▶ Textauszug
Wie bei allen großen Herausforderungen sind auch jetzt Momente des Handelns notwendig. Doch vor allem sind auch Momente der Reflexion und der Übungen des Selbstbewusstseins erforderlich, von denen Du in Deiner Einleitung ja auch sprichst. Denn es ist klar, dass uns hier eine großartige Gelegenheit der Lebenslehre offeriert wird, welche wir wachsam und mit Offenheit nutzen sollten. Ich denke, wer diese Situation ausschließlich als das Problem eines Virus sieht, welcher uns angreift, wird sehr leiden. Die Natur ist weise und gibt uns Hinweise, welche wir aufmerksam beachten und interpretieren sollten, Schlussfolgerungen daraus ziehen und entsprechend danach handeln sollten – jeder in seiner entsprechenden Umgebung und seinen Umständen.

In diesem Sinne ist es anekdotisch und irrelevant, ob ich auf einem Boot im Roten Meer oder in einer Wohnung einer Großstadt bin.

Bürokratie

Wenn wir von einschlafenden Beamten, rumschnüffelnden Drogenhunden und dem unnützen Ausfüllen von Dutzenden Formularen absehen, haben wir das Ein- und Ausklarieren in den meisten Ländern ja meistens problemlos überstanden. Oft haben diese Geschichten uns Stoff für endlose Anekdoten geliefert, welche wir dann wohl im Alter genüsslich Rum trinkend zigmal den Enkelkindern erzählen werden.

Wie sind Eure Erfahrungen mit der Immigration seit dem lock down? Haben sie Verständnis, helfen sie Lösungen zu finden oder fühlt Ihr Euch alleine gelassen? Hilft allenfalls auch die Botschaft Eures Landes allfällige Probleme Eurer Situation zu lösen? Habt Ihr trotz den Einschränkungen noch Kontakt zur lokalen Bevölkerung und zu ihrer Kultur?

▶ Vorliegende Daten
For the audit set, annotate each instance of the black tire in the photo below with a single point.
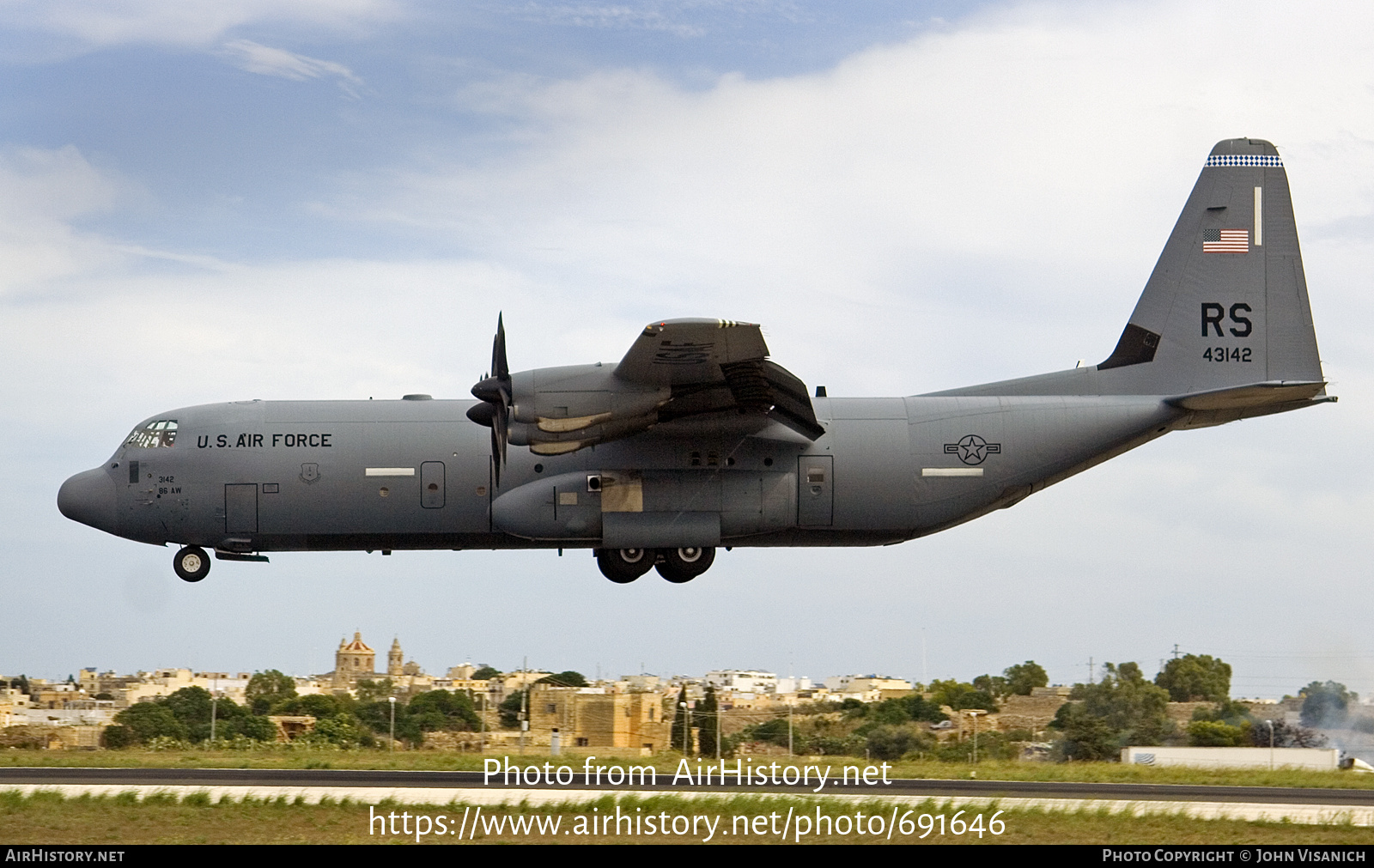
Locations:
(684, 565)
(624, 565)
(192, 563)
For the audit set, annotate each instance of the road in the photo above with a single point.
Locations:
(473, 780)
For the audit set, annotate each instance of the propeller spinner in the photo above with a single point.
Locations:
(495, 393)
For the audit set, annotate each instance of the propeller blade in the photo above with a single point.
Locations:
(495, 392)
(499, 368)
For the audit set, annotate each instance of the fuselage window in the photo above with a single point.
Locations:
(161, 433)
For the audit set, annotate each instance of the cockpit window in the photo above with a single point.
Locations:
(161, 433)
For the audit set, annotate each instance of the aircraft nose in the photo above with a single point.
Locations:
(89, 497)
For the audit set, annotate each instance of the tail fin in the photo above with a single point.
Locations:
(1226, 307)
(1226, 304)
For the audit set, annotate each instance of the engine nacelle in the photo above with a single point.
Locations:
(563, 410)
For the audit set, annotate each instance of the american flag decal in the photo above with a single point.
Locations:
(1226, 240)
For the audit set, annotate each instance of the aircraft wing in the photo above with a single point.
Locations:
(690, 352)
(718, 366)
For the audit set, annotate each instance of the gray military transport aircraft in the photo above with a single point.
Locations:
(697, 440)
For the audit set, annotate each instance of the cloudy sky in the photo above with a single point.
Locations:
(223, 199)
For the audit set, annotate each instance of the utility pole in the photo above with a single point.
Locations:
(718, 728)
(789, 730)
(925, 673)
(524, 705)
(975, 716)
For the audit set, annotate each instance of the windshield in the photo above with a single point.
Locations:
(161, 433)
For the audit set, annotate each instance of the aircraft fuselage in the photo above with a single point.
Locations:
(416, 474)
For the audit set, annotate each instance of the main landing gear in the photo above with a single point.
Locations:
(192, 563)
(677, 565)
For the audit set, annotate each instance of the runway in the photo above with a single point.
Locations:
(432, 787)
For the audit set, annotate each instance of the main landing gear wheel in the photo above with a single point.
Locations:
(684, 565)
(624, 565)
(192, 563)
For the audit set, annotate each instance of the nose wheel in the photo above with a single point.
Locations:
(624, 565)
(192, 563)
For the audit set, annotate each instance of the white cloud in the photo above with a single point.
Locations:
(975, 203)
(264, 61)
(185, 22)
(41, 194)
(1030, 162)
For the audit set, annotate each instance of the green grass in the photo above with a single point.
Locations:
(429, 760)
(47, 817)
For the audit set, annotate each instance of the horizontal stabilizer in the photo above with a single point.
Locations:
(1249, 396)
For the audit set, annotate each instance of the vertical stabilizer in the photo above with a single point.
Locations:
(1226, 304)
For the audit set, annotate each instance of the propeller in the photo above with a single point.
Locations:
(495, 393)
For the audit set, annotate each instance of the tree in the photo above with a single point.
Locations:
(892, 742)
(268, 689)
(1326, 705)
(961, 695)
(117, 735)
(313, 705)
(708, 721)
(771, 731)
(1218, 734)
(993, 686)
(1085, 737)
(1195, 677)
(682, 732)
(443, 710)
(1285, 735)
(150, 720)
(374, 691)
(565, 679)
(1025, 677)
(377, 716)
(1120, 709)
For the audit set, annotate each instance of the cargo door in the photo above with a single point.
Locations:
(432, 485)
(240, 507)
(815, 490)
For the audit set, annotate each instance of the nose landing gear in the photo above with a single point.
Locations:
(192, 563)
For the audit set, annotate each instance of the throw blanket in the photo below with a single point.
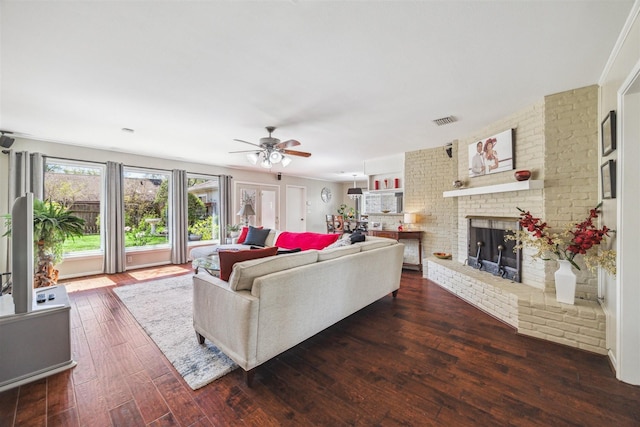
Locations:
(306, 240)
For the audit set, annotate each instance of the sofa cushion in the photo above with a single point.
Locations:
(331, 253)
(257, 236)
(229, 258)
(344, 241)
(243, 234)
(305, 241)
(245, 272)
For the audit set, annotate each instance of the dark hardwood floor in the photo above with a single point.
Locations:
(425, 358)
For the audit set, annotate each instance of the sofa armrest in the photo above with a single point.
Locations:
(226, 318)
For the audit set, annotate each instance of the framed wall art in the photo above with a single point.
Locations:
(608, 179)
(492, 155)
(608, 133)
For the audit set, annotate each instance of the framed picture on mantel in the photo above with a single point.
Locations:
(491, 155)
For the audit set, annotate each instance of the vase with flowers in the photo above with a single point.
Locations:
(580, 238)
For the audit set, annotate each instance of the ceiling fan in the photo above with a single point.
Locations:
(272, 150)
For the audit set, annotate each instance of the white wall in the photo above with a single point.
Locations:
(623, 316)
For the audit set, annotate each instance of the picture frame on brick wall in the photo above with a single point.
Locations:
(608, 179)
(492, 155)
(608, 133)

▶ Aufgaben
1) Gib den Abschnitt von „Wie bei allen“ bis „und seinen Umständen.“ aus dem Textauszug wörtlich wieder.
2) Welche zwei Aufenthaltsorte nennt der Textauszug, bei denen es anekdotisch und irrelevant sei, an welchem man sich befindet?

▶ Antworten
1)
Wie bei allen großen Herausforderungen sind auch jetzt Momente des Handelns notwendig. Doch vor allem sind auch Momente der Reflexion und der Übungen des Selbstbewusstseins erforderlich, von denen Du in Deiner Einleitung ja auch sprichst. Denn es ist klar, dass uns hier eine großartige Gelegenheit der Lebenslehre offeriert wird, welche wir wachsam und mit Offenheit nutzen sollten. Ich denke, wer diese Situation ausschließlich als das Problem eines Virus sieht, welcher uns angreift, wird sehr leiden. Die Natur ist weise und gibt uns Hinweise, welche wir aufmerksam beachten und interpretieren sollten, Schlussfolgerungen daraus ziehen und entsprechend danach handeln sollten – jeder in seiner entsprechenden Umgebung und seinen Umständen.

2) Ein Boot im Roten Meer und eine Wohnung in einer Großstadt.